→ Problem details
Your answer should consist only of the records, copied exactly, with the images removed.

(Point localization data)
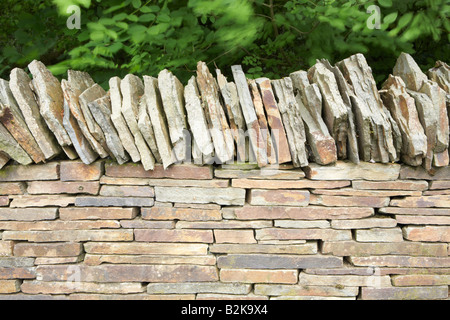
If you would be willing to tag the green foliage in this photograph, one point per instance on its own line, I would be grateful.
(269, 37)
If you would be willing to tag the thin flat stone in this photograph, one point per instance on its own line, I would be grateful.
(172, 97)
(119, 122)
(132, 89)
(234, 114)
(19, 130)
(50, 99)
(292, 120)
(72, 88)
(321, 144)
(159, 122)
(101, 111)
(20, 87)
(146, 127)
(218, 125)
(274, 120)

→ Your response
If you would be willing to tag the green foliage in this photograph, one point per instance on its own line, I would be grateful.
(269, 37)
If you would be willing to tag the thin flat stone in this photograph, one point per instance on its own line, I would be grateful.
(172, 97)
(119, 122)
(132, 89)
(234, 114)
(19, 130)
(50, 99)
(292, 120)
(72, 88)
(321, 144)
(159, 122)
(101, 111)
(20, 87)
(146, 127)
(218, 125)
(274, 120)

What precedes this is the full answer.